CONSIGNES
**a.** Recopiez fidèlement le passage de l'article sur les puits inactifs qui commence par « La prolifération des » et se poursuit jusqu'à « ces puits abandonnés. ».
**b.** Répondez aux questions suivantes à partir de l'article sur les puits inactifs :
(i) Combien de personnes le pétrole et le gaz emploient-ils au Canada ?
(ii) Selon Mary Kang, combien de fois plus d'impact le méthane a-t-il sur vingt ans qu'une molécule de dioxyde de carbone ?
(iii) Quelle part des puits canadiens l'Alberta et la Saskatchewan abritent-elles, selon un rapport fédéral de 2022 ?

Peinture rouge écaillée, manomètre cassé, manivelles au sol… comme des centaines de milliers d’autres, ce puits de pétrole de l’ouest canadien est à l’arrêt depuis plusieurs décennies sans jamais avoir été fermé.
La prolifération des puits inactifs au Canada : une bombe écologique qui menace l’environnement
La plupart de ces petits forages, souvent creusés à des centaines de mètres sous la surface à la recherche des riches gisements de pétrole et de gaz de l’Alberta, « s’érodent et se dégradent », explique le militant Regan Boychuk. Et ils constituent aujourd’hui une bombe à retardement écologique au Canada où le pétrole et le gaz restent rois, employant près de 600.000 personnes. « Chacun doit être géré, surveillé pour l’éternité en raison du risque de fuites » de gaz mais aussi de pétrole dans les nappes phréatiques avoisinantes, ajoute le fondateur de Reclaim Alberta, une organisation qui se bat pour la fermeture de ces puits abandonnés.
Plus inquiétant encore, ils continuent d’émettre un gaz à effet de serre très puissant : le méthane. Sur vingt ans, celui-ci a « 86 fois plus d’impact qu’une molécule de dioxyde de carbone », souligne Mary Kang de l’Université McGill, spécialiste du sujet. Et c’est une source de pollution probablement « sous-estimée »: « la marge d’incertitude est grande » compte tenu du nombre de puits, ajoute l’experte.
L’explosion des puits inactifs : l’héritage environnemental de l’industrie pétrolière au Canada
Plus de 120.000 puits sont inactifs et non scellés en Alberta et en Saskatchewan, les deux provinces qui abritent 91% des puits canadiens, selon un rapport fédéral de 2022. Combinés, ils émettent 16.000 tonnes de méthane – 545.000 tonnes de dioxyde de carbone – par an sur un siècle, l’équivalent des émissions annuelles d’environ 237.000 voitures.
La plupart des puits ont été construits à partir des années 1860, au début de l’essor de l’industrie pétrolière, jusqu’à la fin des années 1940, dans un pays qui se hisse à la quatrième place au niveau mondial en termes de réserves pétrolières prouvées. Mais après des décennies d’expansion, les puits inactifs se sont multipliés dans les années 2010, notamment après la chute du prix du baril en 2014.
En vertu du principe dit du « pollueur payeur », les compagnies pétrolières et gazières sont tenues de financer le colmatage et le nettoyage des terrains mais aucune législation ne fixe de délai pour le faire. Elles reportent donc indéfiniment les travaux d’assainissement, dénoncent les associations. Cela reste pour elles beaucoup moins cher de payer un loyer au propriétaire du terrain même pour un puits inactif que de financer les milliers de dollars nécessaires au nettoyage.

DONNÉES PRÉSENTÉES
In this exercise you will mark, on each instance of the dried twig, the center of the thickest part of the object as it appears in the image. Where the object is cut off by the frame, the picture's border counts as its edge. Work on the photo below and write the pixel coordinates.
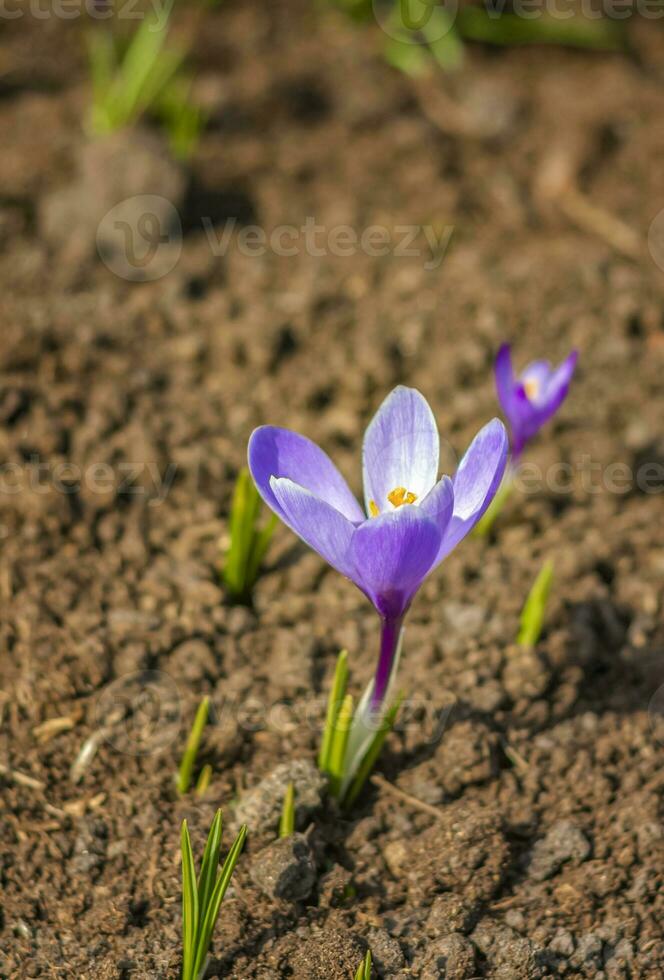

CORRIGÉ COMPLET
**a.**
La prolifération des puits inactifs au Canada : une bombe écologique qui menace l’environnement
La plupart de ces petits forages, souvent creusés à des centaines de mètres sous la surface à la recherche des riches gisements de pétrole et de gaz de l’Alberta, « s’érodent et se dégradent », explique le militant Regan Boychuk. Et ils constituent aujourd’hui une bombe à retardement écologique au Canada où le pétrole et le gaz restent rois, employant près de 600.000 personnes. « Chacun doit être géré, surveillé pour l’éternité en raison du risque de fuites » de gaz mais aussi de pétrole dans les nappes phréatiques avoisinantes, ajoute le fondateur de Reclaim Alberta, une organisation qui se bat pour la fermeture de ces puits abandonnés.

**b.**
(i) Le pétrole et le gaz emploient près de 600.000 personnes au Canada.
(ii) Sur vingt ans, le méthane a 86 fois plus d'impact qu'une molécule de dioxyde de carbone.
(iii) Ces deux provinces abritent 91 % des puits canadiens.